• Exercise set
1: In the qsort thread, what does the construction *(int*)a do?
2: Which arguments does qsort require, according to the qsort thread?
3: Copy the passage of the qsort thread between "I am a beginner" and "for the answers.", inclusive.
-- begin Excerpt --
I am a beginner programmer in C who wants to get used to terminology and pointers.
I have found the following working function prototype while searching for a way to sort the elements of a numerical array. The function was qsort and it utilized pointers. Now what I understood is that the word "const" ensures that the values a and b are unchanged but not the pointers. Correct me if I am wrong here. My questions are:
Why do we use void * the function can we not use int * from the
start?
How does the construction *(int*)a in the return part
work?
Why does the qsort algorithm needs this many arguments?
int compare (const void *a, const void *b)
{
return ( *(int*)a - *(int*)b );
}
Many thanks for the answers.
PS: That is a pretty complicated task for me.
qsort was made this way so it could be used as a generic sorter. If it would use int from the start it could only be used to compare integers. This way you could also, for example, sort strings by passing strcmp as the compare function to qsort.
*(int*)a casts a to a pointer-to-int and then dereferences it, so you get the integer stored at a. Note that this doesn't change a or the value that a points to.
qsort requires 4 arguments: the array to sort, the number of elements in that array and the size of the elements and finally the compare function. It needs all this information, because again, it is made to be as generic as possible.
It needs the number of elements because in C pointers don't carry information about the size of the buffer that follows them. And it needs to know the size of each element so it can pass the elements to the compare function correctly. For examle, to compare ints you would pass sizeof(int) as the size parameter. To compare strings you would use sizeof(char *).
ADDIT as suggested by H2CO3 the reason for using const void * is to indicate that the compare function may not change the value pointed to by a and b. This, of course, to ensure that sorting the array doesn't suddenly change the values in the array. And, as H2CO3 said, it would be cleaner to cast to (const int *) so that you cannot accidentally change the value after casting it:
return *(const int *)a - *(const int *)b;
You could also get rid of the cast with:
int compare(const void * a, const void * b){
const int * ia = a;
const int * ib = b;
return *ia - *ib;
}
depending on your tastes regarding casts. (I prefer to avoid them)
Finally, to clarify the asterisks:
*(int *)a
^ ^
| └ cast to integer pointer
└ dereference (integer) pointer
Now what I understood is that the word "const" ensures that the values a and b are unchanged but not the pointers
You understood wrong.
const int *a;
declare a as pointer to constant int type. This means that the word const ensures that you can't modify the value of the variable a points to by modifying *a.
-- end Excerpt --
-- begin Records --
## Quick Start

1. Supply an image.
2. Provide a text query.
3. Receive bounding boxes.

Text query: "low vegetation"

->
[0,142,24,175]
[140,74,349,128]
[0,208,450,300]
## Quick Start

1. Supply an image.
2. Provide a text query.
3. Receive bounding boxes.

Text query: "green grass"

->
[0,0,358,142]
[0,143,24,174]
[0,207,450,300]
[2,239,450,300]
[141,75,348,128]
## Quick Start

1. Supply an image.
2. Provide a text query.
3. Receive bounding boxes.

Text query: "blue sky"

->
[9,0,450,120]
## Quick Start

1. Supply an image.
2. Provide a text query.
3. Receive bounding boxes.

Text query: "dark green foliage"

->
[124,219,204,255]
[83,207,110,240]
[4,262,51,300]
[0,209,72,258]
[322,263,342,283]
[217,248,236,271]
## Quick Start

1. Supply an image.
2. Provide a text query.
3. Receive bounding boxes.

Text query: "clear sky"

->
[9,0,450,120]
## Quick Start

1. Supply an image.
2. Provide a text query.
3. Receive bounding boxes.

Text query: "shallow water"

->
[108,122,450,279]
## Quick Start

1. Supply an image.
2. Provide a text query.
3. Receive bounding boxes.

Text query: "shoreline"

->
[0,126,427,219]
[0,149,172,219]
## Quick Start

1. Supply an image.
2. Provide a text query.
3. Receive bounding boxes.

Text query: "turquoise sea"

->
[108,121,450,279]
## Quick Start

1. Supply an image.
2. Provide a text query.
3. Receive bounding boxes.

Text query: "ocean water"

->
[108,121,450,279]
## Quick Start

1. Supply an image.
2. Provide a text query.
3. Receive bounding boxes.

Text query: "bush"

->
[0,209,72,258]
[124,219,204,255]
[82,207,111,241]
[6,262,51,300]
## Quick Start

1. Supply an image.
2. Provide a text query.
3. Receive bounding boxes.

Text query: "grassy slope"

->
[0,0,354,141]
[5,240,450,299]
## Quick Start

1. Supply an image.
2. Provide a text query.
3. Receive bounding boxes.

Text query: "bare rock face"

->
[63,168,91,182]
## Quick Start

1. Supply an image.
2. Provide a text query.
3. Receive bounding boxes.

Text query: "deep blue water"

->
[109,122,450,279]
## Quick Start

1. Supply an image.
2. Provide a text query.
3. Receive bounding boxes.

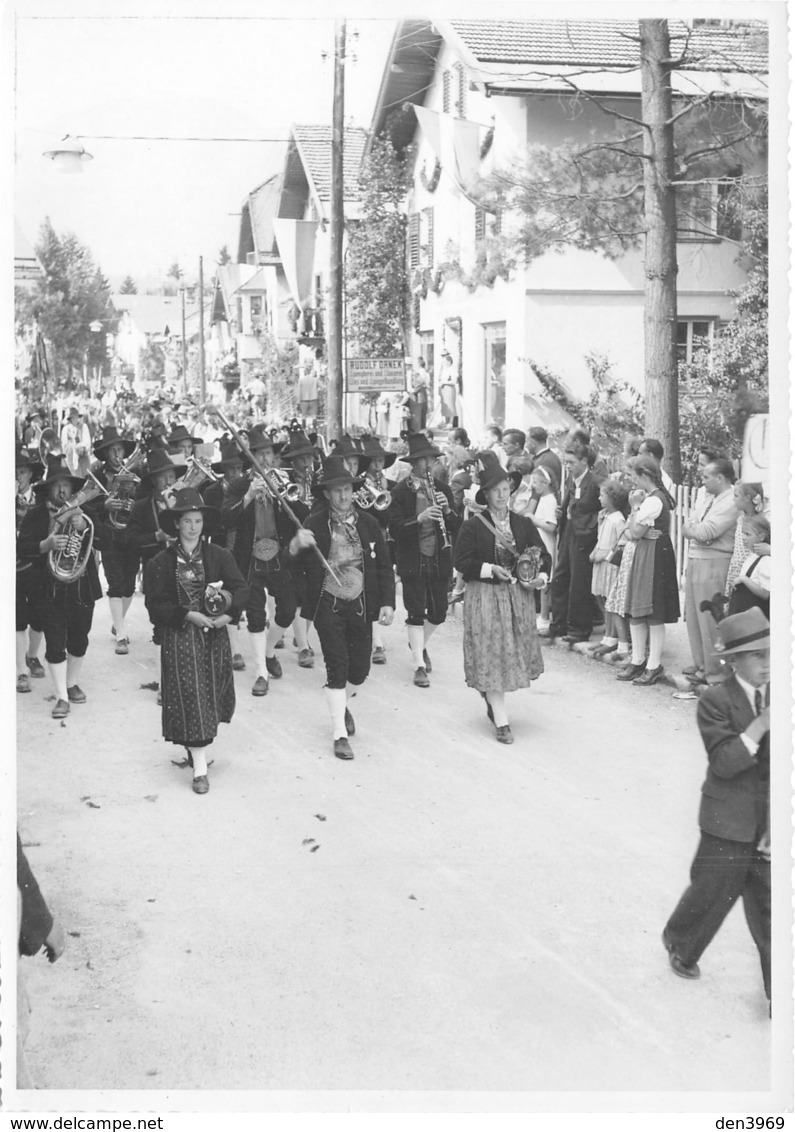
-- end Records --
• Final results
1: It casts a to a pointer-to-int and then dereferences it, giving the integer stored at a.

2:
- The array to sort
- The number of elements in that array
- The size of the elements
- The compare function

3:
I am a beginner programmer in C who wants to get used to terminology and pointers.
I have found the following working function prototype while searching for a way to sort the elements of a numerical array. The function was qsort and it utilized pointers. Now what I understood is that the word "const" ensures that the values a and b are unchanged but not the pointers. Correct me if I am wrong here. My questions are:
Why do we use void * the function can we not use int * from the
start?
How does the construction *(int*)a in the return part
work?
Why does the qsort algorithm needs this many arguments?
int compare (const void *a, const void *b)
{
return ( *(int*)a - *(int*)b );
}
Many thanks for the answers.